To be done >>
Produce a word-for-word copy of the listing below without its pictures.

Records provided >>
────
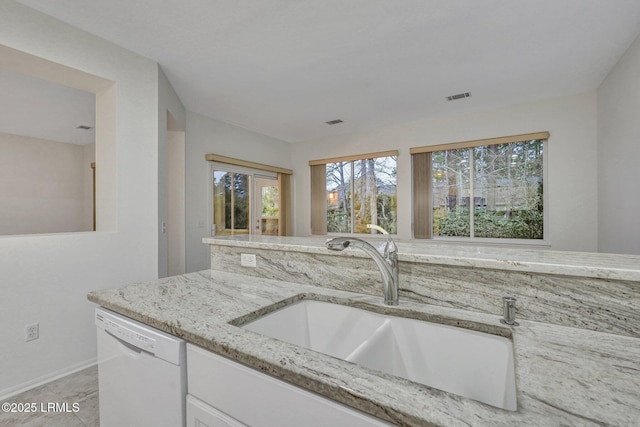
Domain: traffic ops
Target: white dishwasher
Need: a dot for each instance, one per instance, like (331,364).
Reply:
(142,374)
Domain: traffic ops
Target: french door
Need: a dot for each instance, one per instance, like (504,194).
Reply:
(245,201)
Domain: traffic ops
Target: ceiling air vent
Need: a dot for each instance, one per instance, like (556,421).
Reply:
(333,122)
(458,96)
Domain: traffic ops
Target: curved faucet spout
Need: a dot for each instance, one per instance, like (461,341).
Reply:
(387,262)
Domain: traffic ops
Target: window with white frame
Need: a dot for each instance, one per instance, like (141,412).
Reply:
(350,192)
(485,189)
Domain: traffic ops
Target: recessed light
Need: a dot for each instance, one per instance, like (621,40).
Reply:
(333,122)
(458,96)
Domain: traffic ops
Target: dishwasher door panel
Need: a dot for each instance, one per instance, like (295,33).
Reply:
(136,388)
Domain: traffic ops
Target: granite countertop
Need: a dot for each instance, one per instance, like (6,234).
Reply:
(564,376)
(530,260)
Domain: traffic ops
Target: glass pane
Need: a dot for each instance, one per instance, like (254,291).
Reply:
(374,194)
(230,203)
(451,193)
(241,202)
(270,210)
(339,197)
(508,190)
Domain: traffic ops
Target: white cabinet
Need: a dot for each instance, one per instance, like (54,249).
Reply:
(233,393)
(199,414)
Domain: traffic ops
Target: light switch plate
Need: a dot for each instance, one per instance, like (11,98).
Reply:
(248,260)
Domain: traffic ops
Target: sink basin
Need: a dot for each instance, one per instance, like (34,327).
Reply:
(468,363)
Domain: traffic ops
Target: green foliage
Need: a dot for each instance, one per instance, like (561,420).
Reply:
────
Completed exercise >>
Domain: traffic ops
Target: white dishwasher
Need: a dot for each instance, one per instance, like (331,364).
Reply:
(142,374)
Domain: traffic ops
Target: french door
Need: a dot for each instance, one per instance, like (504,194).
Reply:
(245,201)
Domain: traffic ops
Target: ceiling air vent
Need: a dot for each instance, one per instance, like (556,421).
Reply:
(333,122)
(458,96)
Domain: traffic ops
Target: curved faucet spout
Need: a dot for each instance, one per instance, like (461,341).
Reply:
(387,262)
Domain: traffic ops
Target: window with white frame
Need: a dot for each instance, one per instance, like (141,412).
Reply:
(350,192)
(485,189)
Domain: traffic ops
Target: recessed light
Need: a dot for each instance, one per instance, like (621,40).
Reply:
(333,122)
(458,96)
Domain: traffic ops
Target: dishwasher door panel
Need: a dot for each instance, one per instance, like (295,33).
Reply:
(136,388)
Domain: traffic ops
Target: granite countertop
Need: a dot for each instance, one per instance, like (6,234).
Reply:
(564,376)
(530,260)
Domain: traffic ops
Target: glass pane
Need: a dot for each instance, one per instance, like (254,291).
Reply:
(374,194)
(230,203)
(451,193)
(241,202)
(270,210)
(339,197)
(508,190)
Domain: traffic ops
Target: white cabinet
Need: a dot for each instance, one per instance, like (54,249).
Reply:
(233,393)
(199,414)
Domain: traffic ops
Target: light switch plate
Need: a dot for each instance, one per instance, like (11,98).
Reply:
(248,260)
Domain: traffic ops
Target: sink basin
Need: a dot for each instance, one per instance, like (34,327).
Reply:
(468,363)
Domain: traffic ops
Target: green foliage
Need: a dot for each instance, one per instance, like (561,420).
Reply:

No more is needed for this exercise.